**PROVIDED DATA**
========================

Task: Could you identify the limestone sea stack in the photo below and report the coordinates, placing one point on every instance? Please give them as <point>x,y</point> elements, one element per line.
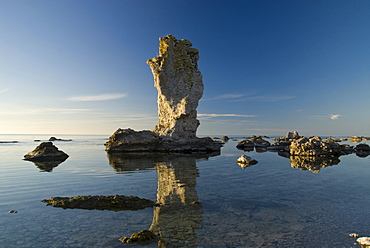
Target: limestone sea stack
<point>180,87</point>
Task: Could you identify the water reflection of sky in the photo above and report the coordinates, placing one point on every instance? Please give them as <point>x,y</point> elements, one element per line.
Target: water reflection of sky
<point>270,204</point>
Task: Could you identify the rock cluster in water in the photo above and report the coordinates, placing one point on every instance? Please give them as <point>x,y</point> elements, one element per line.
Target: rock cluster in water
<point>110,202</point>
<point>46,151</point>
<point>144,237</point>
<point>180,87</point>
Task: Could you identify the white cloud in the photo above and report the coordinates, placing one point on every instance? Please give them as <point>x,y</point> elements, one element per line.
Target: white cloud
<point>224,115</point>
<point>102,97</point>
<point>334,117</point>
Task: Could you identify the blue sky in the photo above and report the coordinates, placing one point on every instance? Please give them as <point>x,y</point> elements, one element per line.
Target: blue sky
<point>269,67</point>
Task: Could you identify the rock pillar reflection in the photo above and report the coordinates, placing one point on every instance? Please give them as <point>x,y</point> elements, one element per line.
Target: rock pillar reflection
<point>179,215</point>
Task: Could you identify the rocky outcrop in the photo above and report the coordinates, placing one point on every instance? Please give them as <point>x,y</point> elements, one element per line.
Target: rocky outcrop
<point>179,84</point>
<point>362,150</point>
<point>245,161</point>
<point>144,237</point>
<point>245,145</point>
<point>110,202</point>
<point>253,141</point>
<point>311,163</point>
<point>57,139</point>
<point>46,151</point>
<point>355,139</point>
<point>128,140</point>
<point>314,146</point>
<point>292,135</point>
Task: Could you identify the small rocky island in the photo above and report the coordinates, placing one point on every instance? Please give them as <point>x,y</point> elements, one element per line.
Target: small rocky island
<point>180,87</point>
<point>46,151</point>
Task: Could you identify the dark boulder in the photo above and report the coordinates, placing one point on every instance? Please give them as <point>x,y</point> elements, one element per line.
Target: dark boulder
<point>46,151</point>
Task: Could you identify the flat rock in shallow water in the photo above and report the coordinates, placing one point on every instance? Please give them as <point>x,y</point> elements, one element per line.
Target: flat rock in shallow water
<point>99,202</point>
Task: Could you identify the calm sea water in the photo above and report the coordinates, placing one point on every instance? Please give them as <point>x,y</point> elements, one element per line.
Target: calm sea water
<point>270,204</point>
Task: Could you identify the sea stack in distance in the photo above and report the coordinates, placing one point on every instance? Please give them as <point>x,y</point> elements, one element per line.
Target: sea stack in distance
<point>180,87</point>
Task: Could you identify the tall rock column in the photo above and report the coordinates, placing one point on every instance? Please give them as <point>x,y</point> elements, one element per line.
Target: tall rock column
<point>180,87</point>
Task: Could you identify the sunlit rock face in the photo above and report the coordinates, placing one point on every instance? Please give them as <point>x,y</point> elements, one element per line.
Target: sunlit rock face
<point>314,146</point>
<point>180,87</point>
<point>179,84</point>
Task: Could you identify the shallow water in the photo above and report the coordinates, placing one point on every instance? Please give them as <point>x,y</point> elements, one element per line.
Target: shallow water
<point>270,204</point>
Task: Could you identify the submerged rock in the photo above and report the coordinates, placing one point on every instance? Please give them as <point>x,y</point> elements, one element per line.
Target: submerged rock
<point>245,145</point>
<point>355,139</point>
<point>362,147</point>
<point>110,202</point>
<point>46,151</point>
<point>292,135</point>
<point>180,87</point>
<point>244,161</point>
<point>144,237</point>
<point>279,146</point>
<point>314,146</point>
<point>364,241</point>
<point>47,166</point>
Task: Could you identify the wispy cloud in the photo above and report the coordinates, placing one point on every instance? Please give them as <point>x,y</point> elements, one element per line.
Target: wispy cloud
<point>101,97</point>
<point>224,115</point>
<point>23,111</point>
<point>224,97</point>
<point>245,98</point>
<point>334,117</point>
<point>263,98</point>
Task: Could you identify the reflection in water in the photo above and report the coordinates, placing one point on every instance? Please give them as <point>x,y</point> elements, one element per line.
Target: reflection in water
<point>48,166</point>
<point>314,164</point>
<point>179,214</point>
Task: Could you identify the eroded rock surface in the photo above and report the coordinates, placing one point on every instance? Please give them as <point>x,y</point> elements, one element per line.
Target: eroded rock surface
<point>180,87</point>
<point>46,151</point>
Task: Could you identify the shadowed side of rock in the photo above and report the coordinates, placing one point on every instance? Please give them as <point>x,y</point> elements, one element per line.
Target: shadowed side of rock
<point>128,140</point>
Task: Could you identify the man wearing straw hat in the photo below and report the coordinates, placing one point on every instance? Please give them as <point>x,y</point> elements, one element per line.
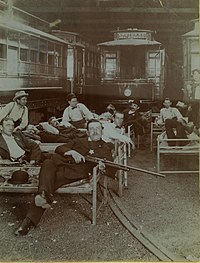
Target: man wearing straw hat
<point>172,118</point>
<point>17,110</point>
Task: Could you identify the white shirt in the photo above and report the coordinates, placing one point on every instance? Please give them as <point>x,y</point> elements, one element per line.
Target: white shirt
<point>76,114</point>
<point>14,149</point>
<point>15,113</point>
<point>169,113</point>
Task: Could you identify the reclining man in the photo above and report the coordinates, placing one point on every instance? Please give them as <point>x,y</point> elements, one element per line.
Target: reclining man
<point>67,165</point>
<point>14,146</point>
<point>172,118</point>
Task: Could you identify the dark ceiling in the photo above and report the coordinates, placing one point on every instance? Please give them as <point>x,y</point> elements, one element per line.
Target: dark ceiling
<point>97,18</point>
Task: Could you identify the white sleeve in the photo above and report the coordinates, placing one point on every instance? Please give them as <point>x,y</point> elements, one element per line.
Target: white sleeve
<point>6,110</point>
<point>160,118</point>
<point>24,121</point>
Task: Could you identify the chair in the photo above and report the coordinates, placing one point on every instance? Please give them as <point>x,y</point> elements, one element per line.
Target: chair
<point>155,130</point>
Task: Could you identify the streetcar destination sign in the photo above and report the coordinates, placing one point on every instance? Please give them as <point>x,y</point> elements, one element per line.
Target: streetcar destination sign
<point>132,35</point>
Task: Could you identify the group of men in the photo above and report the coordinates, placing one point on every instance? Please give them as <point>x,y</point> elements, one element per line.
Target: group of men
<point>68,163</point>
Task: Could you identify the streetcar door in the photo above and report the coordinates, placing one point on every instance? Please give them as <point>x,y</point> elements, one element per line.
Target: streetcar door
<point>70,66</point>
<point>12,61</point>
<point>155,70</point>
<point>155,61</point>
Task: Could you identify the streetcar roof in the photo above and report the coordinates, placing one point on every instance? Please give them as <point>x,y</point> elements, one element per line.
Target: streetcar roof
<point>192,33</point>
<point>130,42</point>
<point>22,28</point>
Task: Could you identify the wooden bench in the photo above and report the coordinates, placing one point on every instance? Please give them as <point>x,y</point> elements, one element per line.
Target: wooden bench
<point>120,154</point>
<point>192,148</point>
<point>85,186</point>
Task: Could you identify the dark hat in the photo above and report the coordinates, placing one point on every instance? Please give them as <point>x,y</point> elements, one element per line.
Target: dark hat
<point>19,177</point>
<point>20,94</point>
<point>2,179</point>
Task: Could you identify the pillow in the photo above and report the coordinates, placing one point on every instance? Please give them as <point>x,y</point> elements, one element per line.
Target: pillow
<point>49,128</point>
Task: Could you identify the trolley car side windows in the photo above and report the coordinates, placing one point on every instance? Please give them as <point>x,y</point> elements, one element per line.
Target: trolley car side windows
<point>23,54</point>
<point>110,65</point>
<point>3,51</point>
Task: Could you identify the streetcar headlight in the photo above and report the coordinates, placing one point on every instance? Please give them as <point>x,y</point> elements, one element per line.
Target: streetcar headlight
<point>127,92</point>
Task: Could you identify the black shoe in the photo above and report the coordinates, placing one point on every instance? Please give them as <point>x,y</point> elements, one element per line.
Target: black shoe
<point>43,200</point>
<point>24,227</point>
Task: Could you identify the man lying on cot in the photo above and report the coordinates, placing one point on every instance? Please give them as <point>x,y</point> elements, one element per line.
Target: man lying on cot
<point>67,165</point>
<point>52,131</point>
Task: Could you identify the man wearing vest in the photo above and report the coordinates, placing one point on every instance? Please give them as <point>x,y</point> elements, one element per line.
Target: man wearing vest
<point>15,147</point>
<point>17,110</point>
<point>77,114</point>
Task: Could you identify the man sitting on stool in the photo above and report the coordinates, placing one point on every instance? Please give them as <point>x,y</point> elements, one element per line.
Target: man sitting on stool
<point>67,165</point>
<point>172,118</point>
<point>15,146</point>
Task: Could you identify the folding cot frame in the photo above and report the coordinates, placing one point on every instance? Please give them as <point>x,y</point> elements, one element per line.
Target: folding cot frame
<point>85,186</point>
<point>175,150</point>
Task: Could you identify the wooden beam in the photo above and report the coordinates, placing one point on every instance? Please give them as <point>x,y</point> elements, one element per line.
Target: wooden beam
<point>121,10</point>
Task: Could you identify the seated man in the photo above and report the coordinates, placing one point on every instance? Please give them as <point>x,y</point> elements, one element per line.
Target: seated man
<point>172,118</point>
<point>14,146</point>
<point>134,118</point>
<point>109,114</point>
<point>76,113</point>
<point>69,130</point>
<point>67,165</point>
<point>114,131</point>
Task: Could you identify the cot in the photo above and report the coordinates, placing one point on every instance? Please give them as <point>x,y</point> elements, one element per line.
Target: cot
<point>191,148</point>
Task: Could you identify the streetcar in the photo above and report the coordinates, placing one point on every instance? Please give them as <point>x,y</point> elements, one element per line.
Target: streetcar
<point>48,64</point>
<point>31,60</point>
<point>83,63</point>
<point>133,66</point>
<point>191,52</point>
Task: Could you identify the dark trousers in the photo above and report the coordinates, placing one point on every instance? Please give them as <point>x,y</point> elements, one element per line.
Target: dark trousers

========================

**SHORT EXERCISE**
Rewrite the records from the start through the line containing "<point>179,215</point>", changing "photo" to "image" wherever it appears and keeping everything else the same. Leave the pictures out.

**TASK RESULT**
Task: Could you identify the limestone sea stack in the image below and report the coordinates, placing one point on every instance? Please give them as <point>x,y</point> elements, one element per line.
Target: limestone sea stack
<point>180,87</point>
Task: Could you identify the water reflection of sky in the image above and report the coordinates, placing one point on every instance? Please give them as <point>x,y</point> elements, one element per line.
Target: water reflection of sky
<point>270,204</point>
Task: Could you identify the rock cluster in water in the image above and report the coordinates, placing one point on every instance? Please give them as <point>x,y</point> elements, one element per line.
Target: rock cluster in water
<point>110,202</point>
<point>46,151</point>
<point>144,237</point>
<point>180,87</point>
Task: Could you identify the white cloud in the image above and report the coordinates, placing one point on every instance? Please give them as <point>x,y</point> elements, one element per line.
Target: white cloud
<point>224,115</point>
<point>102,97</point>
<point>334,117</point>
Task: Could you identify the blue sky in the image above and report the coordinates, placing one point on every instance? Please give them as <point>x,y</point> elements, one element per line.
Target: blue sky
<point>269,67</point>
Task: Could you identify the rock pillar reflection in the image above and report the coordinates, placing one point on every instance? Please give them as <point>x,y</point> elements, one element per line.
Target: rock pillar reflection
<point>179,215</point>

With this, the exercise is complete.